Text-to-region grounding data
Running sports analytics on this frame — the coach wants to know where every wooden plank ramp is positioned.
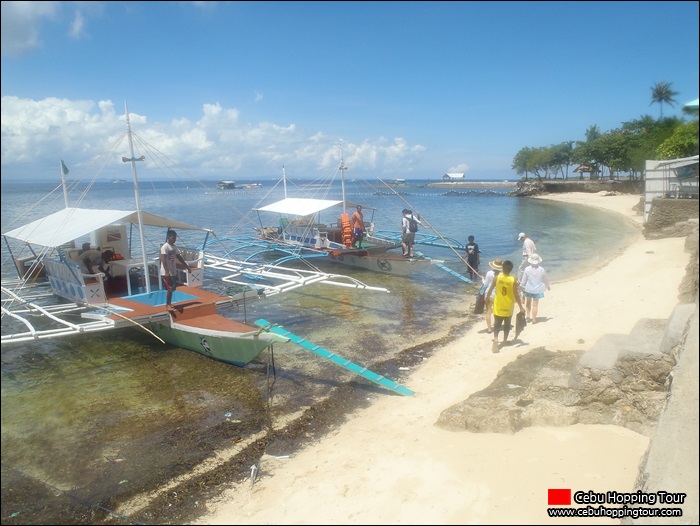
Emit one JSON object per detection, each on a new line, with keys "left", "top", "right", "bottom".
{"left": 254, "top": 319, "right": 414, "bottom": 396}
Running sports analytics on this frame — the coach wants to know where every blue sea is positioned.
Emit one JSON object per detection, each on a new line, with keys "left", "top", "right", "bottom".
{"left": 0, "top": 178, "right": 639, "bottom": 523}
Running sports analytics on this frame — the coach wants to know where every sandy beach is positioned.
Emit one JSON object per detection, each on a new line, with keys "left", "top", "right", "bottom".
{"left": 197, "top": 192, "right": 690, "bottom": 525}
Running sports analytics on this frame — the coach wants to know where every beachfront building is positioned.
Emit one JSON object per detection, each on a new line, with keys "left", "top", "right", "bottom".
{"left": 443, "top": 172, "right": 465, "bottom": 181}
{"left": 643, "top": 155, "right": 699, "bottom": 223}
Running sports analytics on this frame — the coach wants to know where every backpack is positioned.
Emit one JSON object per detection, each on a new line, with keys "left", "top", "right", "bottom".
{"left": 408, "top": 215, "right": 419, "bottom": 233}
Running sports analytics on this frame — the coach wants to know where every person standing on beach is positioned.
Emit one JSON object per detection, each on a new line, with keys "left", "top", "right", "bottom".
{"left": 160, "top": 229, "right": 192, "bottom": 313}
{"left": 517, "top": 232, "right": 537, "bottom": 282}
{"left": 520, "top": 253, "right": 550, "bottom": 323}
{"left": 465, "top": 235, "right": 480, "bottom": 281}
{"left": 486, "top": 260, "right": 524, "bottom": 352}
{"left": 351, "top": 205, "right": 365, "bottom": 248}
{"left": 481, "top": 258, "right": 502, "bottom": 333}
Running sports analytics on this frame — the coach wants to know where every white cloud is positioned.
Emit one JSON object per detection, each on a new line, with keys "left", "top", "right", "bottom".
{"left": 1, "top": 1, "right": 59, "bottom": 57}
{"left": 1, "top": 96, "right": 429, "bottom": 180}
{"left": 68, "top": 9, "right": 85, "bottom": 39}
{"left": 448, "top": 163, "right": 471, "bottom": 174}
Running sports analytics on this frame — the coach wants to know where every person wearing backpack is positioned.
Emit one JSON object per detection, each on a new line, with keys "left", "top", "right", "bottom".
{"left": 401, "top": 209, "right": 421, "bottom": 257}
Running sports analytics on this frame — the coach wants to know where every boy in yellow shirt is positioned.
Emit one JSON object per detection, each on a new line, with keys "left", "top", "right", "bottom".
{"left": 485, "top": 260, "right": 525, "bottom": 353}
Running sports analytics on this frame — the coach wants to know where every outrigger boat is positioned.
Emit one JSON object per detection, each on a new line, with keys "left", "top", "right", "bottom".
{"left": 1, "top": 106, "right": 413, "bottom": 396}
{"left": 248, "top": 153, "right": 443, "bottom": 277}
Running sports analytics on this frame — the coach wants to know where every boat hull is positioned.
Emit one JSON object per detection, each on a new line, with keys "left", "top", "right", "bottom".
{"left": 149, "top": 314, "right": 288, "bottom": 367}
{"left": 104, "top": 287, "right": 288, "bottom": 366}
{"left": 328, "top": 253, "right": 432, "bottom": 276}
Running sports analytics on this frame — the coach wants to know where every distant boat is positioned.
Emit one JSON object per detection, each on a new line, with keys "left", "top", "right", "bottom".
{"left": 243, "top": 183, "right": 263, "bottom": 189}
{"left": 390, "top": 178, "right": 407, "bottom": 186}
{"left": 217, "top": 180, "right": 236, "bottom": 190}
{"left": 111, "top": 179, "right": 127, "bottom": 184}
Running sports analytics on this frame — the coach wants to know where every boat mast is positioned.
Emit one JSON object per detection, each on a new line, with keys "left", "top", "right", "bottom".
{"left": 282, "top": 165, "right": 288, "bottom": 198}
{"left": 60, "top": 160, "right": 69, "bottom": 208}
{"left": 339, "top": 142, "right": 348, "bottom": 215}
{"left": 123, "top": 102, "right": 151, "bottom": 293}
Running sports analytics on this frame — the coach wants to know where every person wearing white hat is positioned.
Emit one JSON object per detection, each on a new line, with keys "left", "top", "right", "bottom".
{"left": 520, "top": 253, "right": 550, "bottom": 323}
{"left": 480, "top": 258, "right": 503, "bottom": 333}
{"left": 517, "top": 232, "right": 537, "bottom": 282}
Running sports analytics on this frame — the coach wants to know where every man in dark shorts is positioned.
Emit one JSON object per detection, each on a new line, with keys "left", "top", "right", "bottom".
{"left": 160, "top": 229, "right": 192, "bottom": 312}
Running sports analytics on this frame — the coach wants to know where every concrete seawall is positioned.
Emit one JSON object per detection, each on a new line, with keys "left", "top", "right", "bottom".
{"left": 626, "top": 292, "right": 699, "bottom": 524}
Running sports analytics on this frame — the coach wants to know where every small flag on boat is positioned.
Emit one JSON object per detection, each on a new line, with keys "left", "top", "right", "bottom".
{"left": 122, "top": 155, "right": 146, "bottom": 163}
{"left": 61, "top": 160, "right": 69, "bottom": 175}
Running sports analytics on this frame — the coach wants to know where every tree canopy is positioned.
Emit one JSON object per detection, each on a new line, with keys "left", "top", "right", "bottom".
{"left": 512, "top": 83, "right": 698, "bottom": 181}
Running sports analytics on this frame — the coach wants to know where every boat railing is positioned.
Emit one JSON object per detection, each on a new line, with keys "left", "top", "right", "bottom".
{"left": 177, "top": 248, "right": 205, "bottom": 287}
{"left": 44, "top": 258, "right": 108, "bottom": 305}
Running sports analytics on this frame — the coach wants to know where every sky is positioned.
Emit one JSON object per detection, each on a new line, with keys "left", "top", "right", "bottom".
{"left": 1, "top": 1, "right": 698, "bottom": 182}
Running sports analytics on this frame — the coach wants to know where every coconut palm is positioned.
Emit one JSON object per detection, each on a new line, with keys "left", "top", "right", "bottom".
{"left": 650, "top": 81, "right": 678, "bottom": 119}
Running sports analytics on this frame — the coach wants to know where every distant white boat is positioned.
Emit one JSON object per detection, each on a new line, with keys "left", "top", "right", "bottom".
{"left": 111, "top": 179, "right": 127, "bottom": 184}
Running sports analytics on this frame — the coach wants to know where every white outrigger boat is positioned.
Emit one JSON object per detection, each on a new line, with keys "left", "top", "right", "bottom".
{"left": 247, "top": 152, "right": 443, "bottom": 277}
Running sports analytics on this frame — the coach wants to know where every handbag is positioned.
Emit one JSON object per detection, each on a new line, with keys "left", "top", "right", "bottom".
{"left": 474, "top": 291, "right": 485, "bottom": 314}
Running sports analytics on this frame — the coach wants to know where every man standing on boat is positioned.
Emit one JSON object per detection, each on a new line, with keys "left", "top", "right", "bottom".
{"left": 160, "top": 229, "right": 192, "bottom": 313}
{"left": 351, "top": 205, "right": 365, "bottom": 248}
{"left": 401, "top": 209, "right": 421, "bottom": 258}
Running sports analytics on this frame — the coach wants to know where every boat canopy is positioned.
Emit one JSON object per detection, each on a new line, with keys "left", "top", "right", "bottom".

What the task asks: All lines above from the one with "building is positioned." to the one with "on beach is positioned.", inclusive, should be copied exactly, and no other lines.

Exercise result:
Running sports analytics on this frame — the coach wants to know where every beachfront building is positioned.
Emit one JSON object per detection, each on a new line, with keys "left", "top", "right", "bottom".
{"left": 443, "top": 172, "right": 465, "bottom": 181}
{"left": 643, "top": 155, "right": 699, "bottom": 223}
Running sports analytics on this frame — the coach wants to know where every backpack is positioned.
Emit one JSON object per detection, each on a new line, with keys "left", "top", "right", "bottom".
{"left": 408, "top": 215, "right": 419, "bottom": 233}
Running sports analytics on this frame — the coach wants to know where every person standing on beach is positioned.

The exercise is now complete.